- [Text provided]
# # # #
# 11 Describing data

So far, you have learnt to ask a RQ, identify different ways of obtaining data, design the study and collect the data.

**In this chapter**,
you will learn how to describe the data,
because this determines how to proceed with the analysis.
You will learn to:

- identify qualitative and quantitative variables.
- identify nominal and ordinal qualitative variables.
- identify continuous and discrete quantitative variables.
- describe data in ways suitable for use in software.

## 11.1 Quantitative and qualitative data

Understanding the *type* of data collected is
essential before starting any analysis,
because the *type* of data determines how to proceed with summaries and analyses.

Broadly, data may be described as either:

We can also talk about quantitative and qualitative *variables*.
(Remember that variables are measured on the *individuals* in the study.)
The *variable* is the *description* of what varies,
and the *data* are the *values* of the variables that are recorded.
Quantitative variables record quantitative data,
and
qualitative variables record qualitative data.

*Quantitative research* summarises and analyses data
using numerical methods
(Sect. 1.7).

*Quantitative research*
can include both *quantitative* and *qualitative* variables,
because both *quantitative* and *qualitative*
data can be summarised numerically
(Chaps. 13 and 14 respectively)
and analysed numerically.

**Example 11.1 (Variables and data) **'Age' is a *variable* because age can vary from individual to individual.
The *data* would be values such as 13 years, 21 years and 76 years.

### 11.1.1 Quantitative data: Discrete and continuous data

**Quantitative** data
are *mathematically* numerical.
Most data that are counted or measured will be quantitative.
Quantitative data is often (but not always)
measured with measurement units (such as *kg* or *cm*).

**Definition 11.1 (Quantitative data) ***Quantitative data* is *mathematically* numerical data:
the numbers themselves have numerical meaning,
and it makes sense to be able to perform mathematical operations on them.
Most data that are counted or measured will be quantitative.

Be careful:
Just because the data are numbers,
it does not necessarily mean that the data are quantitative.
# # # #
- [Supplied records]

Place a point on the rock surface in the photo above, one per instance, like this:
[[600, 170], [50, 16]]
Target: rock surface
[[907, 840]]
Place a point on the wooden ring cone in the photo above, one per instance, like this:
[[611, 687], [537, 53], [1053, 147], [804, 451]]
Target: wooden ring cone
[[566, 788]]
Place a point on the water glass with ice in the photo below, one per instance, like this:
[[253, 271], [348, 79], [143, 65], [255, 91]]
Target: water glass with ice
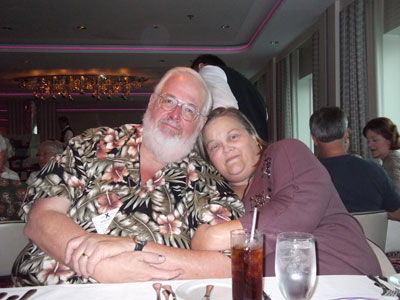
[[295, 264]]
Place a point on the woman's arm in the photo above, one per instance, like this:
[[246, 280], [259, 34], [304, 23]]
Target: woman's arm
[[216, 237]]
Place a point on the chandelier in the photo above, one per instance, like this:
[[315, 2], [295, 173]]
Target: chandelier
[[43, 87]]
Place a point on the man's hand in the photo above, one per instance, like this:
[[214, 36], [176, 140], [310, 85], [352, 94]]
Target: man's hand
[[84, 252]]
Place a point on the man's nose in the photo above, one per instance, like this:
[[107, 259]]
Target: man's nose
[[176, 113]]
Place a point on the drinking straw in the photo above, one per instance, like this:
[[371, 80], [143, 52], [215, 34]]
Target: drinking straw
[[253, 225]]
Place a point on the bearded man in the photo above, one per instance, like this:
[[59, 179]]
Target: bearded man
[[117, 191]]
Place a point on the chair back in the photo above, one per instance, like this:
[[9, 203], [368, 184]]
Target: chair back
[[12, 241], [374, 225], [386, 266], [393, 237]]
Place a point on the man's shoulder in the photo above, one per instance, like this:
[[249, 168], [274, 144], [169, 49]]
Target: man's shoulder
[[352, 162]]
# # # #
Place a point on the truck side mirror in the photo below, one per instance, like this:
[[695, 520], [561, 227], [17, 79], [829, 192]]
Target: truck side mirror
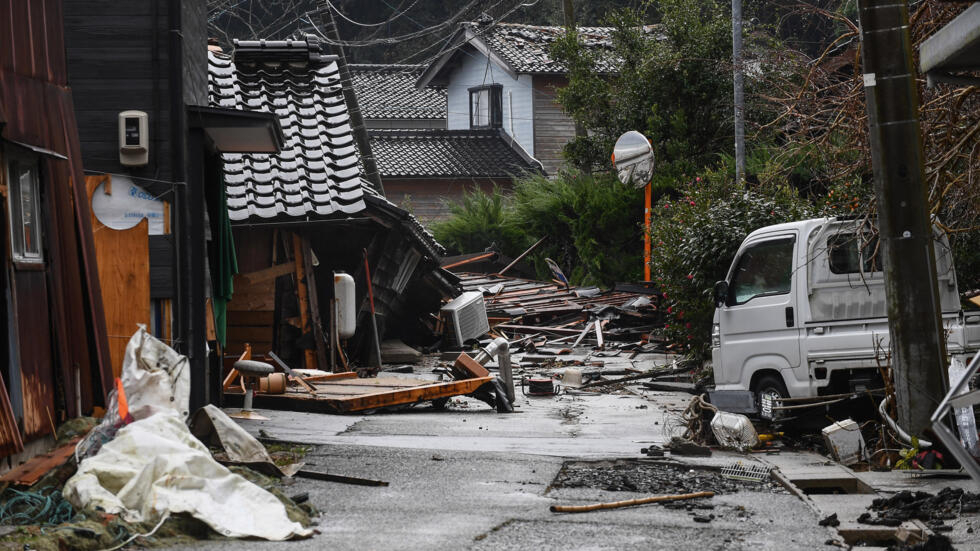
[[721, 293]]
# # # #
- [Written task 1] Please transcribe the stretch of the chapter on describing data from "So far, you" through "with the analysis.".
- [Written task 2] Turn the paragraph in the chapter on describing data that begins "We can also talk about" into a short bulleted list that keeps its main facts.
The material that comes after the chapter on describing data is separate from it.

- [Response 1]
So far, you have learnt to ask a RQ, identify different ways of obtaining data, design the study and collect the data.

**In this chapter**,
you will learn how to describe the data,
because this determines how to proceed with the analysis.

- [Response 2]
- Variables can also be called quantitative or qualitative.
- Variables are measured on the individuals in the study.
- A variable is the description of what varies. The data are the recorded values of the variables.
- Quantitative variables record quantitative data, and qualitative variables record qualitative data.